Assigned task A -> According to the news report on Brazilian meat exports to China, how many Brazilian meatpacking plants received Chinese export licenses?
Assigned task B -> Rewrite the news report on Brazilian meat exports from "Brazil’s Agriculture Ministry said the" and going on through "rose soared 37%.", putting "devastated" in place of "decimated".

Excerpted text ->
BRASILIA/SAO PAULO (Reuters) - China granted export licenses to 25 Brazilian meatpacking plants, Brazil’s Agriculture Ministry said on Monday, allowing the country’s fast-growing protein industry to feed more people in the Asian nation where disease has hurt local supply.
Brazil’s Agriculture Ministry said the plants - including 17 for beef exports, six for chicken, and one each for pork and donkey meat - “can already export immediately.”
China is Brazil’s largest export market for beef, chicken and pork, with demand surging since last year as an African swine fever outbreak has decimated China’s pig herds.
Brazilian pork exports to China soared 48% in the first eight months of the year, according to Brazil government statistics, while beef exports to China are up 17% and chicken exports rose soared 37%.
Orlando Ribeiro, trade and foreign relations secretary at Brazil’s agriculture ministry, said at an event in Sao Paulo that the government would welcome additional plant approvals, suggesting the country might be able to streamline the evaluation process by “pre-listing” some meatpacking plants, a move that requires Beijing’s approval.
Under that system, the Brazilian government would create and audit a list of potential suppliers to China who could be preapproved if they meet that country’s sanitary and quality requirements, he said.
The expanded opportunity in China comes as Brazil’s meatpackers face tougher scrutiny from markets such as Europe over how a boom in cattle ranching has contributed to deforestation and fires in the Amazon rainforest and other sensitive habitats.
Brazil’s biggest meatpackers say they monitor their supply chains to avoid buying cattle from illegally deforested land.
Brazil meatpackers Minerva and Marfrig said in separate securities filings that they each have two plants authorized to export beef to China.
In a list released by the ministry, a BRF plant in Mato Grosso was authorized to export chicken and pork to China.
Minerva said its two newly authorized plants have a combined capacity of 3,500 head of cattle per day.

Source material ->
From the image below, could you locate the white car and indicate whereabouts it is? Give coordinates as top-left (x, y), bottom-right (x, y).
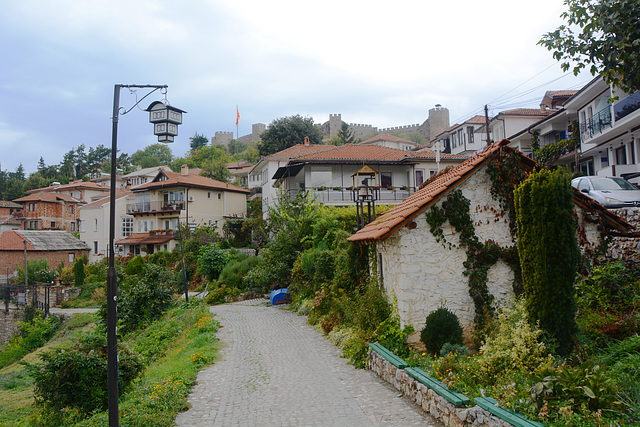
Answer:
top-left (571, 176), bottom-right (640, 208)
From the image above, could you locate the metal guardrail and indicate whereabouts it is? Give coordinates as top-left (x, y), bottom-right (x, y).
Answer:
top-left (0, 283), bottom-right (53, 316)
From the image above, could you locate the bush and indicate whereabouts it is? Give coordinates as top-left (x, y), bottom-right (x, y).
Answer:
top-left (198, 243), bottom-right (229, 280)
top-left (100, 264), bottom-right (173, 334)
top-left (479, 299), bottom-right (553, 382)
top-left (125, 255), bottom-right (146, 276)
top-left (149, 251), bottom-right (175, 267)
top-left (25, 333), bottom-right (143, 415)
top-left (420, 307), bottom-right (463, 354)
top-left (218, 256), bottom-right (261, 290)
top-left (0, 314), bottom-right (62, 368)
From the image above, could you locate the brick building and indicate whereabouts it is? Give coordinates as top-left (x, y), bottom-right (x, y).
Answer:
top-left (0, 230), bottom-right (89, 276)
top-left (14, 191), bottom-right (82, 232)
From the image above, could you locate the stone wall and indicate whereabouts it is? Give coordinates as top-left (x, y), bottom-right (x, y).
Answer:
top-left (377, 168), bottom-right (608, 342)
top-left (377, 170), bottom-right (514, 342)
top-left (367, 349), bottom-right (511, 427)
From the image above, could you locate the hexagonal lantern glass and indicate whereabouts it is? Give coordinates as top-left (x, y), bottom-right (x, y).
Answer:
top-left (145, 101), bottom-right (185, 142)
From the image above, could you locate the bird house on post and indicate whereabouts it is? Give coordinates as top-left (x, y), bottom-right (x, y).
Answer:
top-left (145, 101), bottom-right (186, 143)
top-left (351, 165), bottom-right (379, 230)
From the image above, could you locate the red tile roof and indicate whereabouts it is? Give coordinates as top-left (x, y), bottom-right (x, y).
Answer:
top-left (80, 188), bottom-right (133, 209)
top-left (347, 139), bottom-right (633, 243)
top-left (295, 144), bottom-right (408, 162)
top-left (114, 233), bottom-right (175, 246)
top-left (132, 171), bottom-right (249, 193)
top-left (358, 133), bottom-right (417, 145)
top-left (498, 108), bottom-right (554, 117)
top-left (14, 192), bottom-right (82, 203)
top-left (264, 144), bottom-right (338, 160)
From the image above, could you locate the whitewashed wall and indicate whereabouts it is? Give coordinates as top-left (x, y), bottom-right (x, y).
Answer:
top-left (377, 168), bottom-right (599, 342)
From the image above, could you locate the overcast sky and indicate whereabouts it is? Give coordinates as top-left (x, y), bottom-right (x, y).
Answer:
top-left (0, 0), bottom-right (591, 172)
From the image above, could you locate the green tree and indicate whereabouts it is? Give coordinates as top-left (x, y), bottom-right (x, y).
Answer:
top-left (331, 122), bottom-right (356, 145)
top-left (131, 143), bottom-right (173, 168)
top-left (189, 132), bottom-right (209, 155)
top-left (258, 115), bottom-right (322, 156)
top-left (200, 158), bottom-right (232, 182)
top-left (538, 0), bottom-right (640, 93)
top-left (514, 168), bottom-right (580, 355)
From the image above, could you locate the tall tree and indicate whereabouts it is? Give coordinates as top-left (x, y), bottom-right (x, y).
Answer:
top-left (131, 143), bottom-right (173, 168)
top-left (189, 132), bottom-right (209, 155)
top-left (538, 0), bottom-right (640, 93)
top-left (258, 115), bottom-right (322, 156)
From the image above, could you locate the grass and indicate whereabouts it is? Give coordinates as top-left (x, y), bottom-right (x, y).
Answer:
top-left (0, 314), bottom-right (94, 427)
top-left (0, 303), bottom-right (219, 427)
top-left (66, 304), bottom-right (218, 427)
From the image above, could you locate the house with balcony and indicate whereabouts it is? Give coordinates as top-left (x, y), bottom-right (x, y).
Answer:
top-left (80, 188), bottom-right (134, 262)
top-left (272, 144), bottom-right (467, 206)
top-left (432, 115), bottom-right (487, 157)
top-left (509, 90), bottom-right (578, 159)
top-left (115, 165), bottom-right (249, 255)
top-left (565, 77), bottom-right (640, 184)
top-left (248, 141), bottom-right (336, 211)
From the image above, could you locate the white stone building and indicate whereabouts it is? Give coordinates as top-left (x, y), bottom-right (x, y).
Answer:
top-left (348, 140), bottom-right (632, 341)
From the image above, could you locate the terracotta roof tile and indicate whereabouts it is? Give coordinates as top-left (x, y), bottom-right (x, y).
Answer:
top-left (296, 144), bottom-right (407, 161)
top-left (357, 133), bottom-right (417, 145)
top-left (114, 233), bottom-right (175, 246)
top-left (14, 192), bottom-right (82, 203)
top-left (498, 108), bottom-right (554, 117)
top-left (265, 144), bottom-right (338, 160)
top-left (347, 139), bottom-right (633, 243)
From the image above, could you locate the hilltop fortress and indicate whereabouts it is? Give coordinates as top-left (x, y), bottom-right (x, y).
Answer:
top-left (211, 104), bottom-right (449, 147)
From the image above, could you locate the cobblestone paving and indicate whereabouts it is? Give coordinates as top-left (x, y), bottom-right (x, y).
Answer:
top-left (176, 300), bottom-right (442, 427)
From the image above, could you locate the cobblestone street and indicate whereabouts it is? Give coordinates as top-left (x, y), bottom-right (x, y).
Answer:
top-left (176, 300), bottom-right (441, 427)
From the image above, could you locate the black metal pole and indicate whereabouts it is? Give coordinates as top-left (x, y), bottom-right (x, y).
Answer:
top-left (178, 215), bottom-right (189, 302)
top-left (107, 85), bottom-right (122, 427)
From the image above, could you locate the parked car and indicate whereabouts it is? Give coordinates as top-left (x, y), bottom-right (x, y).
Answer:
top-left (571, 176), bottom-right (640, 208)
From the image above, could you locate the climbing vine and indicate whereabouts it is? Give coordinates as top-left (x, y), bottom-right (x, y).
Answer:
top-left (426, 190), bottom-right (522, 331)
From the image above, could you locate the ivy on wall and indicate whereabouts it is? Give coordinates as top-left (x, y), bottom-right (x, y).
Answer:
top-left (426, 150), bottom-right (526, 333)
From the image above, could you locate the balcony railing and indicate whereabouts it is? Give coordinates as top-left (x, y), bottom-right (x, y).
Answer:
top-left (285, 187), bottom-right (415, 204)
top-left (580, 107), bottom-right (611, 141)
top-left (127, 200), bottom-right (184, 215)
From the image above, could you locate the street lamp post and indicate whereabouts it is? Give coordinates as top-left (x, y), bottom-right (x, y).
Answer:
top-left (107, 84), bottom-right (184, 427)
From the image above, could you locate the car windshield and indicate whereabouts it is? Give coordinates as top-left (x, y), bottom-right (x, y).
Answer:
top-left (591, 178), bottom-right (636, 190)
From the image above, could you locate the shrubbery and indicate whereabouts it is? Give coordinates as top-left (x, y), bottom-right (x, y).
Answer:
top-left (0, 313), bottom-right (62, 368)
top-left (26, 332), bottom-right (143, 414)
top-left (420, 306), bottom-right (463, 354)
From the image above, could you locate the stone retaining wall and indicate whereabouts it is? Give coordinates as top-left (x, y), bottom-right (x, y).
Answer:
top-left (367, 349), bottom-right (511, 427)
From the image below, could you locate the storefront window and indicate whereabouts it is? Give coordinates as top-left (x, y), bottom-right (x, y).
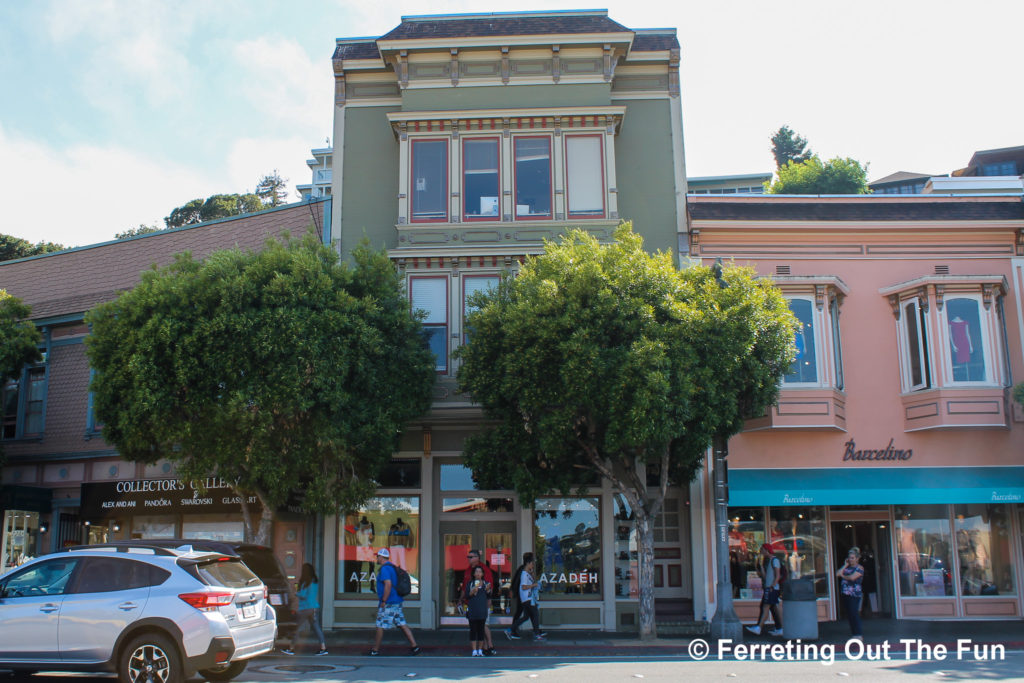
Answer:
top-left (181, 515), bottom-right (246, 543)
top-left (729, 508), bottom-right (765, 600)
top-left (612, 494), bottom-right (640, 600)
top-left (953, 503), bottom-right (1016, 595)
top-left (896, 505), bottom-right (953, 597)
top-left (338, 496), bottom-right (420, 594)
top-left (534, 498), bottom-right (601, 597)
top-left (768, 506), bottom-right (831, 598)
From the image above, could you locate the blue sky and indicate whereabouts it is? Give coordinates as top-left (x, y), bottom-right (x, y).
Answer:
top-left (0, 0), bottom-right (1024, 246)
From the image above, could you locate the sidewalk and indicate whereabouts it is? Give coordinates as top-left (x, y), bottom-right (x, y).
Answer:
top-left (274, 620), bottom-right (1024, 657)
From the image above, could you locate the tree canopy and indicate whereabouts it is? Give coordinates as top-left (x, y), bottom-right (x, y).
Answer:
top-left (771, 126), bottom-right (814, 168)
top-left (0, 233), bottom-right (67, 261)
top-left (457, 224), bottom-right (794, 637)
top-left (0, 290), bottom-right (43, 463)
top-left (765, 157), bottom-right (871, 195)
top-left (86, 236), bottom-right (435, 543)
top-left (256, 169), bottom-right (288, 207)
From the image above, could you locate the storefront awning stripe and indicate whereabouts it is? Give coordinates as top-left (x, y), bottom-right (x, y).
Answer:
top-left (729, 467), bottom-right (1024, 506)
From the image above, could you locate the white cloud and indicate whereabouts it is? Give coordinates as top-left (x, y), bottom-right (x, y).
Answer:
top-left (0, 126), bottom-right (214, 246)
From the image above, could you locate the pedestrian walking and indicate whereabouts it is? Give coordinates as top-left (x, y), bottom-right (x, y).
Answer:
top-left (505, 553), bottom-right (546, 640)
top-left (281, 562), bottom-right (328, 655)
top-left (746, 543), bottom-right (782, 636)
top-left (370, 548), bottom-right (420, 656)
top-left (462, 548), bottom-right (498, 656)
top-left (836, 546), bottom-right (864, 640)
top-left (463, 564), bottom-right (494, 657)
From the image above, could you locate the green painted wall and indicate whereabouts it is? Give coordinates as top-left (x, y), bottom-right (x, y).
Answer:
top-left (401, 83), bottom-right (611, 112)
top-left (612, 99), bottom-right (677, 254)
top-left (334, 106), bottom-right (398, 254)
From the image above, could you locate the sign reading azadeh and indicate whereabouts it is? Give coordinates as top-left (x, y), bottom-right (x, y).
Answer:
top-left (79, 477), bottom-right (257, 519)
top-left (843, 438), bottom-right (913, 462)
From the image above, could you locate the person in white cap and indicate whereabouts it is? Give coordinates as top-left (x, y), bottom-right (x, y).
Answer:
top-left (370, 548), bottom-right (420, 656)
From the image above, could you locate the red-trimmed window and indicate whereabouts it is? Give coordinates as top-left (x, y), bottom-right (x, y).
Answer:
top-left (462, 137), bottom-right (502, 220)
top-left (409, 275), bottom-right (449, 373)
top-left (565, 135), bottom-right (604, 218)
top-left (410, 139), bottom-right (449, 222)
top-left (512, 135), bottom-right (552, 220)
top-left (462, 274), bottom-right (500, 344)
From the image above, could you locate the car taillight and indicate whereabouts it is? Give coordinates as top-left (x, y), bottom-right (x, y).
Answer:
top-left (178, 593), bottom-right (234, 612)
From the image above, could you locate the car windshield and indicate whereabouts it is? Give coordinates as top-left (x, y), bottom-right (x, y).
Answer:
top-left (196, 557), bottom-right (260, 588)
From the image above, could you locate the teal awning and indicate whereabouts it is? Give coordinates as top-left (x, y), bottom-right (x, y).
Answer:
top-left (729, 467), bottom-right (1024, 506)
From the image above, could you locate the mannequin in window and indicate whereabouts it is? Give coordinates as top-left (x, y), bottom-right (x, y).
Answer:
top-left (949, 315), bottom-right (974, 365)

Reply A -> 25

Reply B ->
Brazil’s Agriculture Ministry said the plants - including 17 for beef exports, six for chicken, and one each for pork and donkey meat - “can already export immediately.”
China is Brazil’s largest export market for beef, chicken and pork, with demand surging since last year as an African swine fever outbreak has devastated China’s pig herds.
Brazilian pork exports to China soared 48% in the first eight months of the year, according to Brazil government statistics, while beef exports to China are up 17% and chicken exports rose soared 37%.